Examine the records and identify each line that includes the string "hazy". Copy those lines.

----- Records for processing -----

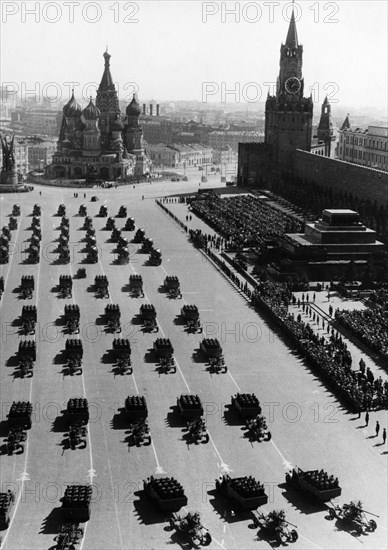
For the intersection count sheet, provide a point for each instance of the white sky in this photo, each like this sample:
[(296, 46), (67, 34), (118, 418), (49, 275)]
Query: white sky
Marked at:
[(172, 50)]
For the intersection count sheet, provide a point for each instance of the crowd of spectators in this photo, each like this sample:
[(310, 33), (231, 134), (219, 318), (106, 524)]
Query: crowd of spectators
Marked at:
[(245, 220), (369, 325)]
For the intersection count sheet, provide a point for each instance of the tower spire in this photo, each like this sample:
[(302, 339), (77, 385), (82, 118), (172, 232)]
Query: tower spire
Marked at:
[(292, 35)]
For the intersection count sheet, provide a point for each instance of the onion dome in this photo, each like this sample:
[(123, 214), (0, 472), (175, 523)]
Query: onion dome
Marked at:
[(72, 108), (117, 125), (133, 108), (91, 112)]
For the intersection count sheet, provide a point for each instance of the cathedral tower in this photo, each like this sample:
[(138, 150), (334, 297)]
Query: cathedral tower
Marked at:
[(288, 115)]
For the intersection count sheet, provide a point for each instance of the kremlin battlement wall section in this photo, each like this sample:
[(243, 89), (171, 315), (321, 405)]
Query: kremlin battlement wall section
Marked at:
[(366, 183)]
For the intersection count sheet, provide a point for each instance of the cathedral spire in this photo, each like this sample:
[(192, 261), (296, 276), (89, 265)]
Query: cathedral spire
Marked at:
[(107, 80), (292, 35)]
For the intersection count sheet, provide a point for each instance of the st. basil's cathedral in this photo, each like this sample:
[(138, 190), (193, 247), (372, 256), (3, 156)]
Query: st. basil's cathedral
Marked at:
[(98, 140)]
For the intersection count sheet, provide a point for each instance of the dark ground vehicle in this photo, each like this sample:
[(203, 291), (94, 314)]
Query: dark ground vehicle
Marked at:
[(113, 314), (72, 317), (136, 286), (122, 212), (70, 534), (29, 318), (246, 492), (165, 354), (191, 527), (76, 503), (172, 285), (354, 516), (213, 351), (275, 527), (65, 286), (129, 225), (136, 411), (26, 356), (148, 318), (191, 315), (27, 286), (139, 236), (74, 354), (246, 404), (122, 352), (6, 504), (316, 483), (101, 284), (16, 210), (167, 492), (155, 257), (257, 428)]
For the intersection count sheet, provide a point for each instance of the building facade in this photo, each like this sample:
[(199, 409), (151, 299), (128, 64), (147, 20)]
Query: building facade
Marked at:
[(367, 147), (98, 139)]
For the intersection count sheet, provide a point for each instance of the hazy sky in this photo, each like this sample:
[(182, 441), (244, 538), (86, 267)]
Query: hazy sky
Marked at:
[(196, 50)]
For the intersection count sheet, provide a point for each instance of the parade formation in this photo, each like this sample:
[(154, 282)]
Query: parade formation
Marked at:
[(245, 412)]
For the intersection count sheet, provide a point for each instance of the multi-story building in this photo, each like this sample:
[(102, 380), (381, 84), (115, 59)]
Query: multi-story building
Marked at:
[(220, 139), (98, 139), (367, 147)]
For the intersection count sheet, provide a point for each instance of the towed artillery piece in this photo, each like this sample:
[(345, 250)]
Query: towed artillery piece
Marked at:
[(65, 286), (315, 483), (29, 318), (172, 285), (122, 352), (136, 285), (275, 527), (26, 356), (74, 354), (190, 314), (139, 236), (197, 430), (245, 492), (72, 317), (122, 212), (7, 501), (148, 318), (190, 526), (354, 515), (77, 417), (27, 286), (101, 284), (61, 210), (147, 245), (19, 421), (165, 354), (257, 428), (110, 224), (167, 492), (103, 211), (36, 211), (70, 534), (16, 210), (155, 256), (12, 223), (76, 503), (82, 211), (113, 314), (129, 225), (213, 351), (136, 411), (246, 404)]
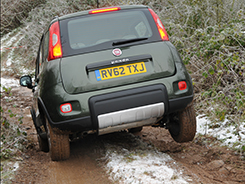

-----

→ **Output for this exercise**
For the intersection count sheet, provide a point for each instance of the hazy sky in this photo, each like this sample:
Query: hazy sky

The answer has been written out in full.